** THE DATA follows **
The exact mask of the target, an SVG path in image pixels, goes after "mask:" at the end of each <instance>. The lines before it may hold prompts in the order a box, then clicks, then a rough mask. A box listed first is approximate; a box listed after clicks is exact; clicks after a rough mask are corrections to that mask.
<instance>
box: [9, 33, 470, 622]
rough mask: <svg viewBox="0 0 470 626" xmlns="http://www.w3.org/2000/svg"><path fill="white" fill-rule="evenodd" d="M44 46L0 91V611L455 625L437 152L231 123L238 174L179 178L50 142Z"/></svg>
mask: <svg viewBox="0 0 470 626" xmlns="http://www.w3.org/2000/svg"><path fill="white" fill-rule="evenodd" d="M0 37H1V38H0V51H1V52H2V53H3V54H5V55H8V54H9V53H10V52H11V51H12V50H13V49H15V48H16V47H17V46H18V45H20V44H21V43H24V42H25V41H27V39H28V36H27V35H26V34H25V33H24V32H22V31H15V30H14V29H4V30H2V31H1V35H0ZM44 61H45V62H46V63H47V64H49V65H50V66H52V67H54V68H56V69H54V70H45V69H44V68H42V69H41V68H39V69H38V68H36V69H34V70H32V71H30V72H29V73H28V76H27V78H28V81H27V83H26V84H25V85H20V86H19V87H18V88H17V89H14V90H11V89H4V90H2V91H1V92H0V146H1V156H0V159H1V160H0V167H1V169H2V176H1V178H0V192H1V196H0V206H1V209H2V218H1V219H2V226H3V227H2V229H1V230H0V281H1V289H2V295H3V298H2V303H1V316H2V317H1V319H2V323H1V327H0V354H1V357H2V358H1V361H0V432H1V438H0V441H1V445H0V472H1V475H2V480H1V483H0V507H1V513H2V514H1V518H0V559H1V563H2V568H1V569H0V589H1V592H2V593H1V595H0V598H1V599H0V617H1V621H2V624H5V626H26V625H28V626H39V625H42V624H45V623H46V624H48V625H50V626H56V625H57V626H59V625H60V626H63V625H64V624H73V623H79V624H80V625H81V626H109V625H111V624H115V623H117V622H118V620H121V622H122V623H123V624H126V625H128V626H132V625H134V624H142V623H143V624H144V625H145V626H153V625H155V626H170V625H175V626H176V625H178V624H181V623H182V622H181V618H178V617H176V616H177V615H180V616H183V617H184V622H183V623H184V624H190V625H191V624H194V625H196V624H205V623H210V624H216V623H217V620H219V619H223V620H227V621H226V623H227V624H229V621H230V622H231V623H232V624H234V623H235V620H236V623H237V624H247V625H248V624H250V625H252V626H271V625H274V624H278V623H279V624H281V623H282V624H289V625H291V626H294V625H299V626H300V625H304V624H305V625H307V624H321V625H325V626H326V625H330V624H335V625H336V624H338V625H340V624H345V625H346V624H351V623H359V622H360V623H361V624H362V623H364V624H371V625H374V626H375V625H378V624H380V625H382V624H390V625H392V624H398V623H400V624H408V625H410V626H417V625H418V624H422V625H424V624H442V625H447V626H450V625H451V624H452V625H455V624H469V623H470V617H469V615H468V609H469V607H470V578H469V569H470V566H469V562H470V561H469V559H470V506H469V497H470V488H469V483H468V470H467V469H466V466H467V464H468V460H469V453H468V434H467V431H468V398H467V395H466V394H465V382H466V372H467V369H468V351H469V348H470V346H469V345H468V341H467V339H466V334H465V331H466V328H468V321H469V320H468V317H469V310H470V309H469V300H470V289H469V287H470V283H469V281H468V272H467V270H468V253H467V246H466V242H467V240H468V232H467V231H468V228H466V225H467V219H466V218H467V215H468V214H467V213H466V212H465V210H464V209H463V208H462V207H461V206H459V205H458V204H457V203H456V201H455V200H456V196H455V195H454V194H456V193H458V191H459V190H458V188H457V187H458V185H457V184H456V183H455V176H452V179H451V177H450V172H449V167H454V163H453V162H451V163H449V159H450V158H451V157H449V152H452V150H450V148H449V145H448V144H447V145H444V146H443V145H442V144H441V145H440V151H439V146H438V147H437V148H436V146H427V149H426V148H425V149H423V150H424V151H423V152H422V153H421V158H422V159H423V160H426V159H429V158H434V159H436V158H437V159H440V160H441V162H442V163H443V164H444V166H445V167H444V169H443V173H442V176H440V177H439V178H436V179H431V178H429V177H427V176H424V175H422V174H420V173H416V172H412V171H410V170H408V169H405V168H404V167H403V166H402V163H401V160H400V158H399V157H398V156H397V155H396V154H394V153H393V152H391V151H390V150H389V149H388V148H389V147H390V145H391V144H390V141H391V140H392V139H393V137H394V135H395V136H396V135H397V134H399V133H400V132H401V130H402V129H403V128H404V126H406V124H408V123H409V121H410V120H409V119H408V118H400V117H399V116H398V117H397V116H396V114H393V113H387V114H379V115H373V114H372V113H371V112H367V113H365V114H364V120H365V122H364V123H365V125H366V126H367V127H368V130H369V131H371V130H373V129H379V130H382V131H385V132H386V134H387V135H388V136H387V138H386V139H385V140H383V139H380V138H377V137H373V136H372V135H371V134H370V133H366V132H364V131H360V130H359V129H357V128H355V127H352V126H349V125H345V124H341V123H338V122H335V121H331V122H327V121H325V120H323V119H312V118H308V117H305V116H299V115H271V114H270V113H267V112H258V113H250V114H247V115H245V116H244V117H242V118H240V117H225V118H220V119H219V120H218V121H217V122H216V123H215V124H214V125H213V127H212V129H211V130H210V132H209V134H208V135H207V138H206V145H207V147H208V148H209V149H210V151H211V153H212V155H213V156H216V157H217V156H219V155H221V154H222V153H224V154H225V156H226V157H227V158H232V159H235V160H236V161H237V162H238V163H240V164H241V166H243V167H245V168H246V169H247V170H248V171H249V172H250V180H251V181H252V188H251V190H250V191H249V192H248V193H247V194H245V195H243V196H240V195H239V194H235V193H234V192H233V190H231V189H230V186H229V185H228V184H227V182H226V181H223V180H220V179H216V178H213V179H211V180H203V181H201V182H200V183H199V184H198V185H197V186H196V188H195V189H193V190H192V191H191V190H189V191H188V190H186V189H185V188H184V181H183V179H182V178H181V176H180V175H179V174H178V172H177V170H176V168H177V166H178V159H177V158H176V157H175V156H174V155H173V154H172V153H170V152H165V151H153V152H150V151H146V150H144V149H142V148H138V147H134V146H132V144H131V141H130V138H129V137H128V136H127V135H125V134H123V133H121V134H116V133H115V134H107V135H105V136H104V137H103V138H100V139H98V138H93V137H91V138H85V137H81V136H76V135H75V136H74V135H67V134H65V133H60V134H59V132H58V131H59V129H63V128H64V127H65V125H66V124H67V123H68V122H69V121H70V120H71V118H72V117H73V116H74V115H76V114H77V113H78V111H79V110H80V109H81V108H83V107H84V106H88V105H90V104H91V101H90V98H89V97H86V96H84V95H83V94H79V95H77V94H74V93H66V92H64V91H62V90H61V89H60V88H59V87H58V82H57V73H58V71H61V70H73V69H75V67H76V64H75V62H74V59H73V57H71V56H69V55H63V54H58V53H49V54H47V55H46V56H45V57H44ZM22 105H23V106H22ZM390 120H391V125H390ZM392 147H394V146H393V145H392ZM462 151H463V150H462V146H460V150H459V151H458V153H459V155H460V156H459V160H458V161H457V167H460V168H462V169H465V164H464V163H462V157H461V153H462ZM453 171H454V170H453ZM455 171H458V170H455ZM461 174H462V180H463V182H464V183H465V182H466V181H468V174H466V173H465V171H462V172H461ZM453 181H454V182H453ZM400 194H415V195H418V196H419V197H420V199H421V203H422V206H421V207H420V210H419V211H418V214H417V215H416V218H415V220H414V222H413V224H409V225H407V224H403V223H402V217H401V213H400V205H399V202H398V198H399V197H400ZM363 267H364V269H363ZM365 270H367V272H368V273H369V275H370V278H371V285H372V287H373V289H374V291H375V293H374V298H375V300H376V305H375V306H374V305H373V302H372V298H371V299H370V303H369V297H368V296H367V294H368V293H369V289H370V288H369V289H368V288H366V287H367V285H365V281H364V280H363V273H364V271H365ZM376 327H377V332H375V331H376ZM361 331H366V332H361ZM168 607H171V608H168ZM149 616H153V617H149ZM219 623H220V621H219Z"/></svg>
** End of THE DATA **
TASK PROMPT: Please convert the part of the listing that runs from its start through the line containing "rough mask: <svg", both ends included, into a Markdown table with the columns No. and Line, and leave out any blank lines.

PROBLEM SOLUTION:
| No. | Line |
|---|---|
| 1 | The exact mask of the target, an SVG path in image pixels, goes after "mask:" at the end of each <instance>. The lines before it may hold prompts in the order a box, then clicks, then a rough mask. A box listed first is approximate; a box listed after clicks is exact; clicks after a rough mask are corrections to that mask. |
| 2 | <instance> |
| 3 | box: [9, 33, 470, 622] |
| 4 | rough mask: <svg viewBox="0 0 470 626" xmlns="http://www.w3.org/2000/svg"><path fill="white" fill-rule="evenodd" d="M44 46L0 91V611L455 625L437 152L231 123L238 174L179 178L50 142Z"/></svg> |